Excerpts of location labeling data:
# # # #
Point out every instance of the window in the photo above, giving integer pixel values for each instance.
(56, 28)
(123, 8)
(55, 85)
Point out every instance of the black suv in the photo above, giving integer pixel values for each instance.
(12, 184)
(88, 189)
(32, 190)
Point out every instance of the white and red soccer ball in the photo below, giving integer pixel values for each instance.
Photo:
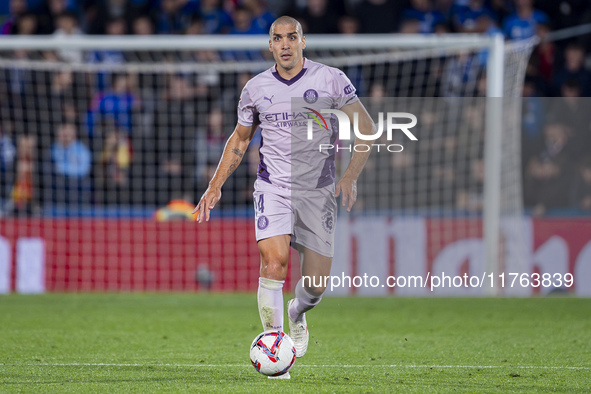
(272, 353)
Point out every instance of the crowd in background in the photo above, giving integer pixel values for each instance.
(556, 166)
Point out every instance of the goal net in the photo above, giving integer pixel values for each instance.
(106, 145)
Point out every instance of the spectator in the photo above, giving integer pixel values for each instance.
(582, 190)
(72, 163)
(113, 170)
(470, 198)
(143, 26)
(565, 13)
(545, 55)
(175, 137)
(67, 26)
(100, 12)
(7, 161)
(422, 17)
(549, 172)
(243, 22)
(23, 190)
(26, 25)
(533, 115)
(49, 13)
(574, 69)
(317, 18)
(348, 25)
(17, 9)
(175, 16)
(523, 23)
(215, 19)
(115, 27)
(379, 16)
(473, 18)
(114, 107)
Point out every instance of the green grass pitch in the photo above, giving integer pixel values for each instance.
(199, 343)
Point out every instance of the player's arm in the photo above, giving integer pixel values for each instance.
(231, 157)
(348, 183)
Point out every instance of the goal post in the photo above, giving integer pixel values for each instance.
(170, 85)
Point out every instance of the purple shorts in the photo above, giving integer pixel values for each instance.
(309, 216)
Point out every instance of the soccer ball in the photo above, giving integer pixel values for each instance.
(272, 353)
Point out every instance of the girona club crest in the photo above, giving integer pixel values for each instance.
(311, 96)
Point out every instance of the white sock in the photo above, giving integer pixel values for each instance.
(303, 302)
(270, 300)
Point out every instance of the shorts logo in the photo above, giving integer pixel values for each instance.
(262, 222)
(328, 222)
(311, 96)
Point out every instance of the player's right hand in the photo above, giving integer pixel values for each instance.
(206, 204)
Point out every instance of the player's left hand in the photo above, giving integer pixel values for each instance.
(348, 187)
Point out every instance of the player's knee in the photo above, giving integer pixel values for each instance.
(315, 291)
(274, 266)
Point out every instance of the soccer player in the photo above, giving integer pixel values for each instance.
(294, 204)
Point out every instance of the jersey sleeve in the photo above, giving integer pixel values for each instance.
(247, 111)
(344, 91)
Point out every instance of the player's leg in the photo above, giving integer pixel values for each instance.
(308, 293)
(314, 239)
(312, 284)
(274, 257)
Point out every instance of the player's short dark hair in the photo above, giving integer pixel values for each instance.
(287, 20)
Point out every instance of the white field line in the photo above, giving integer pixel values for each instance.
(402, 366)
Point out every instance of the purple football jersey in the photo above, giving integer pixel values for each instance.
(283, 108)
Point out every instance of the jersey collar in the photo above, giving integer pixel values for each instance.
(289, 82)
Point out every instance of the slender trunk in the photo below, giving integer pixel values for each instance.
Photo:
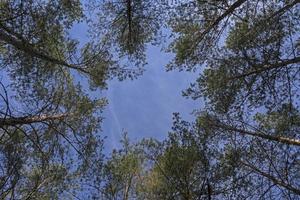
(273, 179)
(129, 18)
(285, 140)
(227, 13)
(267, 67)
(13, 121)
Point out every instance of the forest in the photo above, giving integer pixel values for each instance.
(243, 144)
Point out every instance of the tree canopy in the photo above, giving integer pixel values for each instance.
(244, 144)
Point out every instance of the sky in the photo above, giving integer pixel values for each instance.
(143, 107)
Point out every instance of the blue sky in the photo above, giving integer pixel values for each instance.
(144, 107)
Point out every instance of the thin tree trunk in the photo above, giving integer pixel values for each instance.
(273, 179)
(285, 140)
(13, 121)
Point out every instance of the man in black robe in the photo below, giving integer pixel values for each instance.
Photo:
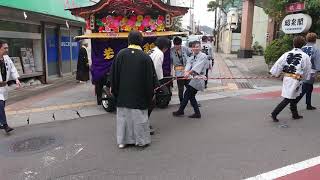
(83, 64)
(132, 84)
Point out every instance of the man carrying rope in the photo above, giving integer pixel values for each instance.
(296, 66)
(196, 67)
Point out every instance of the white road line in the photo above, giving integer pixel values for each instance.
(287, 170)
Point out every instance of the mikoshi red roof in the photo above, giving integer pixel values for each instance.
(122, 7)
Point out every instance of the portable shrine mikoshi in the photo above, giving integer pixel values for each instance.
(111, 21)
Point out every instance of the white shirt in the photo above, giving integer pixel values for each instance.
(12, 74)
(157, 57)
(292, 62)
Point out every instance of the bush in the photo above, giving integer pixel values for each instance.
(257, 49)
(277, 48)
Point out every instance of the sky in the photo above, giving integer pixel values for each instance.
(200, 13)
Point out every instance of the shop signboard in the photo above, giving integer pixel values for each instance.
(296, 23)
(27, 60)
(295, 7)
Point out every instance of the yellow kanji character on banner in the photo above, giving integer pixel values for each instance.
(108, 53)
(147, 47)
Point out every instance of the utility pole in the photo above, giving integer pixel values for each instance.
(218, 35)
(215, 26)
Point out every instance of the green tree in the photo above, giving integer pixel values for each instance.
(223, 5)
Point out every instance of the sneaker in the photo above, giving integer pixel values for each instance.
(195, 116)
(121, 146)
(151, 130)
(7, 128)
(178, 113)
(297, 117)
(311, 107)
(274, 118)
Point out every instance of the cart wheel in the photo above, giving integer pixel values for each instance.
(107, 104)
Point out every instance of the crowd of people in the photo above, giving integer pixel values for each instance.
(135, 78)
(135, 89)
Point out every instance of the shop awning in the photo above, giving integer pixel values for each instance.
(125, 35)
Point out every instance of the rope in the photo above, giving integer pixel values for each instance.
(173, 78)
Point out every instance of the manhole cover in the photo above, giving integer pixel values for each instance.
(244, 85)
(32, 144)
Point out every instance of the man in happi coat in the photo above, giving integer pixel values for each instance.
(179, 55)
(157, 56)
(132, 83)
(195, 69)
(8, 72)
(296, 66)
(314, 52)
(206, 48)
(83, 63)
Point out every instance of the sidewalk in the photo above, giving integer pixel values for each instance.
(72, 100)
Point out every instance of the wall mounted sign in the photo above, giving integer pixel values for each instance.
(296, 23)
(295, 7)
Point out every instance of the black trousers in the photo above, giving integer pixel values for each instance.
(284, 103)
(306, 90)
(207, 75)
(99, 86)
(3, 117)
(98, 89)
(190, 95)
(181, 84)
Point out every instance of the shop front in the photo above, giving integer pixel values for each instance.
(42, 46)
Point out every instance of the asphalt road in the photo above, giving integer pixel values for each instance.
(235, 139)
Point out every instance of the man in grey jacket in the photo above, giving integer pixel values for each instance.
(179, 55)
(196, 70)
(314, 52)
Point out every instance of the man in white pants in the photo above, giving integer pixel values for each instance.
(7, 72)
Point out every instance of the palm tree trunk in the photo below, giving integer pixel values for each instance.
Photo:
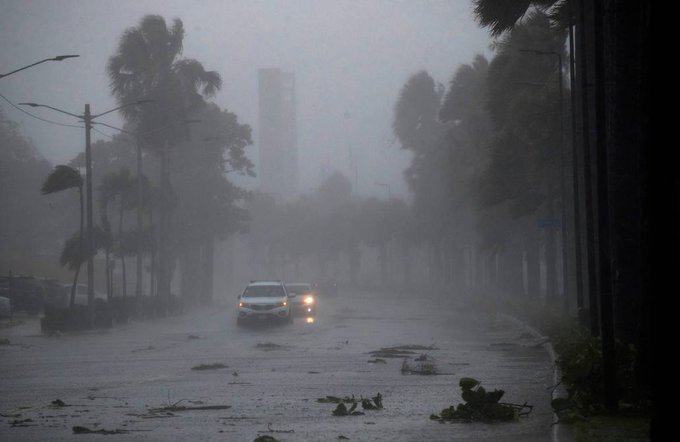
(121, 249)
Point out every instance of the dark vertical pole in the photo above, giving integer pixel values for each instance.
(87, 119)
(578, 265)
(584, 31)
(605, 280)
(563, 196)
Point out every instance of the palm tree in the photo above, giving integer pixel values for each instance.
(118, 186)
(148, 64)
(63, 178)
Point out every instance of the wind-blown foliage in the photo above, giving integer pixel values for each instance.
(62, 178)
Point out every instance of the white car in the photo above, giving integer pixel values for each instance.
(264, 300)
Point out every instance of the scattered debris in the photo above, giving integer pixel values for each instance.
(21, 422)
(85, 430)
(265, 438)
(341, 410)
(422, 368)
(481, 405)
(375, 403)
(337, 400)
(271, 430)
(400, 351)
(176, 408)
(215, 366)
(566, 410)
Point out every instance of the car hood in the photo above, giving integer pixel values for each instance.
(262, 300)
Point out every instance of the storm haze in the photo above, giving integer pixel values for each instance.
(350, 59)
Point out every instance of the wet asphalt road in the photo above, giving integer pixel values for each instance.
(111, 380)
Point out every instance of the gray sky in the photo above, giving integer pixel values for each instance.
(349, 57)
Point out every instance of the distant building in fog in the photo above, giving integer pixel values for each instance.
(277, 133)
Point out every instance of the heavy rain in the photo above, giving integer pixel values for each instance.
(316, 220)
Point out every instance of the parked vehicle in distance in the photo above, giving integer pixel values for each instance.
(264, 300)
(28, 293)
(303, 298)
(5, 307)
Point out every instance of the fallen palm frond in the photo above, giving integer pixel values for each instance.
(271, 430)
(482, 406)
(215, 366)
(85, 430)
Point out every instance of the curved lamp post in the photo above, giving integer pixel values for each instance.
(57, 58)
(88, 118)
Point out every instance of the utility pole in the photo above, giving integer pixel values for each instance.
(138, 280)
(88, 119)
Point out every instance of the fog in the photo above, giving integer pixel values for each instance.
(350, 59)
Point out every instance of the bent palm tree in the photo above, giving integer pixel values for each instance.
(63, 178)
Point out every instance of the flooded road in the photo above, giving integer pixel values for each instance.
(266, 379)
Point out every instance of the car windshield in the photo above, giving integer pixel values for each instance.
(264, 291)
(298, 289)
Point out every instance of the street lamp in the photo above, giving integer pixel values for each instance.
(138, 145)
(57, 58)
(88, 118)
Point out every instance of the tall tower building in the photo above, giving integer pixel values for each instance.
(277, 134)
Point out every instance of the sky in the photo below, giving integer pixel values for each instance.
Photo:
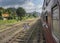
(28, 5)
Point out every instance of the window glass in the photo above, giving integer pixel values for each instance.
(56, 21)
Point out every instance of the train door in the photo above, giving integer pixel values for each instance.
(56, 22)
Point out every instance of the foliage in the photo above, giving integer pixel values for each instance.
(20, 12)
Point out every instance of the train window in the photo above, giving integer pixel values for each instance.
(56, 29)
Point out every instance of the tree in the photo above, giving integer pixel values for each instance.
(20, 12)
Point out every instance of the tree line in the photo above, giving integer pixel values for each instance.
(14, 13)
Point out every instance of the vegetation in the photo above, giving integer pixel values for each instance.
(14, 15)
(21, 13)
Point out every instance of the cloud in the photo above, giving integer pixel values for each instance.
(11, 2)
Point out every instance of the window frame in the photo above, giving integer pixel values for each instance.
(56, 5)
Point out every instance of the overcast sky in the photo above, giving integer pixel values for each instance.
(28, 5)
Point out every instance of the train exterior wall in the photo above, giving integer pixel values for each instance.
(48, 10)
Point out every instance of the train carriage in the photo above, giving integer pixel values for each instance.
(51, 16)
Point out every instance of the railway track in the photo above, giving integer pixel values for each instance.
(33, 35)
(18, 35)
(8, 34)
# # # #
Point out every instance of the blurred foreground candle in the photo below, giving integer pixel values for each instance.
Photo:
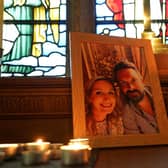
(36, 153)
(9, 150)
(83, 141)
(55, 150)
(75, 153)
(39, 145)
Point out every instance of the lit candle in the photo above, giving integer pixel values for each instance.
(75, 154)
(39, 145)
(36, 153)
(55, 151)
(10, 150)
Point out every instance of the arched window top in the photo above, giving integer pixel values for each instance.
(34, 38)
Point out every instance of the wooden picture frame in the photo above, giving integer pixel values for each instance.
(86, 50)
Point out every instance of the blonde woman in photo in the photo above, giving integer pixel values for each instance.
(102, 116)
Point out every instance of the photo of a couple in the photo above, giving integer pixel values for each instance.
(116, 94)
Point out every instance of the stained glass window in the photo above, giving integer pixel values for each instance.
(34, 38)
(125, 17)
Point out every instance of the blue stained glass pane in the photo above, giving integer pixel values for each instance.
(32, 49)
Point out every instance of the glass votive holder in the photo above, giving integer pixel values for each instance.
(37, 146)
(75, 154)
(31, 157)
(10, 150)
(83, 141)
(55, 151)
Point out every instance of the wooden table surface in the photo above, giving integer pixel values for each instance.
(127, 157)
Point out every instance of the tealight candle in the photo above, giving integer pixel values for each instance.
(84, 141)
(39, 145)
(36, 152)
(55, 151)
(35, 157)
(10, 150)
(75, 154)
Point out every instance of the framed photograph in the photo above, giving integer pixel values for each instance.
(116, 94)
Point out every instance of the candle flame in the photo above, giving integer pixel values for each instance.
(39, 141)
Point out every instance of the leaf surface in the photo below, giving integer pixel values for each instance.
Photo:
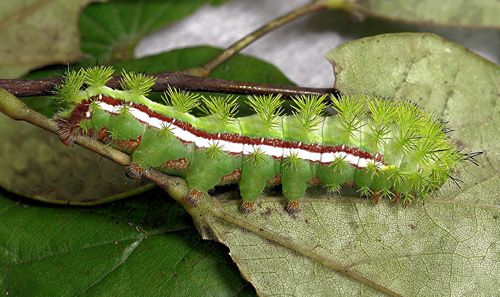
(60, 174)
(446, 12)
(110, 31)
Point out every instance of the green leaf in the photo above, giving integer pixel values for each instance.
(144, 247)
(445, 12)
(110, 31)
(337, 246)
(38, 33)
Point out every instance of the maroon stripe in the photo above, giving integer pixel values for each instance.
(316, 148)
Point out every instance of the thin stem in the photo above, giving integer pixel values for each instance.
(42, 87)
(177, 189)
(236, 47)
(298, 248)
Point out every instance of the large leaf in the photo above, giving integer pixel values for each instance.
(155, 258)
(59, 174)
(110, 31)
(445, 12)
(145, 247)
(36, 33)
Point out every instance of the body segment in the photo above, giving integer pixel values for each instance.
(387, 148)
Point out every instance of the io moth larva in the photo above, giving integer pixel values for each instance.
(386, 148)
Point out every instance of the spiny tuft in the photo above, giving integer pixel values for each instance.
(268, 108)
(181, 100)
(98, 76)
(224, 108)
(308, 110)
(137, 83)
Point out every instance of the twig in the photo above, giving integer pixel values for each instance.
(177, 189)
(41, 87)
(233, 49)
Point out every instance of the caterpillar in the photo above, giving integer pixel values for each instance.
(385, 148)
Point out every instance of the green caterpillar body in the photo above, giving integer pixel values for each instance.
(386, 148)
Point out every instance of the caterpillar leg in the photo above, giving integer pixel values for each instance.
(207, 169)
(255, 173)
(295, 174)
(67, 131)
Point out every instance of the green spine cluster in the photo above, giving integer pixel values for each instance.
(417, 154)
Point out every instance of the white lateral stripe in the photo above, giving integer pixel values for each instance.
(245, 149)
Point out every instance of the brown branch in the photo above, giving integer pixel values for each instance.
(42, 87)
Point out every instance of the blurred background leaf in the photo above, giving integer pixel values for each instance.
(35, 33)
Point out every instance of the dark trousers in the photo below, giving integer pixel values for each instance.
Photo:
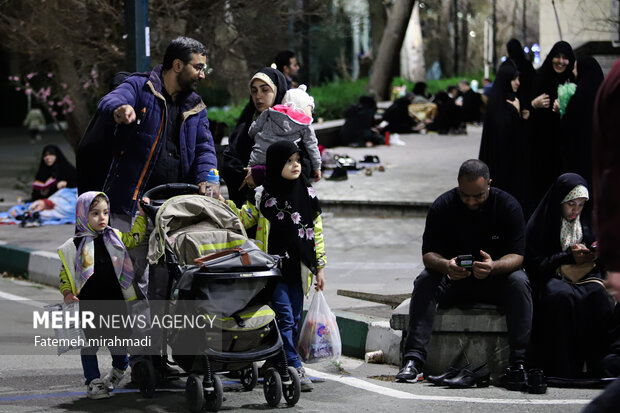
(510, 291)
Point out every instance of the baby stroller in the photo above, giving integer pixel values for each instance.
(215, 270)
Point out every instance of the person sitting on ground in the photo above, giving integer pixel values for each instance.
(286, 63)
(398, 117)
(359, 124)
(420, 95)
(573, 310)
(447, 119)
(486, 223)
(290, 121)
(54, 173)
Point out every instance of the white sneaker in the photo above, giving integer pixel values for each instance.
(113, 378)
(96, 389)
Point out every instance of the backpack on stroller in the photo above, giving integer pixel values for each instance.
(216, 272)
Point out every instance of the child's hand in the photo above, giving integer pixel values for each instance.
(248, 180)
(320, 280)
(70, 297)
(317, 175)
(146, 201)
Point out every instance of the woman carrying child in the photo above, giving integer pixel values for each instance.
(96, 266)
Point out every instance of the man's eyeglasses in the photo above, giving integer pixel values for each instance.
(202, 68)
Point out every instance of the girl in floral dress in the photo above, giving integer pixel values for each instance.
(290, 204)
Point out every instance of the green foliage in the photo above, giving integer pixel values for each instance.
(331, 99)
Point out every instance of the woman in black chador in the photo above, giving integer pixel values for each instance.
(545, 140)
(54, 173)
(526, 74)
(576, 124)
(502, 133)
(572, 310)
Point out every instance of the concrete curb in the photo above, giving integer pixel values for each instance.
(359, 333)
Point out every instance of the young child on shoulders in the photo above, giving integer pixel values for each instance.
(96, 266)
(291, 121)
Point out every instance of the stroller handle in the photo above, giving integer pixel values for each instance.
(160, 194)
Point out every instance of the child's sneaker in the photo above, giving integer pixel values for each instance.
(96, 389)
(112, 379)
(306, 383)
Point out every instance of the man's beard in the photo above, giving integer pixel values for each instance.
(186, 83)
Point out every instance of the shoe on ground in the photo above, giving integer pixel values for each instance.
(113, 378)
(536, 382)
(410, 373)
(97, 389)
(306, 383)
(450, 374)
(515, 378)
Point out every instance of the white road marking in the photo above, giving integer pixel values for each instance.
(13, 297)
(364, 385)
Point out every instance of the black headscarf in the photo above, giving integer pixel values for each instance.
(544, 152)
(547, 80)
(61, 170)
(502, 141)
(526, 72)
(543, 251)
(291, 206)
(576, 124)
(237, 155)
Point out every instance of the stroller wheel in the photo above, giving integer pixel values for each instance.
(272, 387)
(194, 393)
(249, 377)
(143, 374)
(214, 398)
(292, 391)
# # # #
* WRITTEN TASK *
How many lines of the records contain the word "building"? Reply with the number only.

* ANSWER TO THIS EXERCISE *
2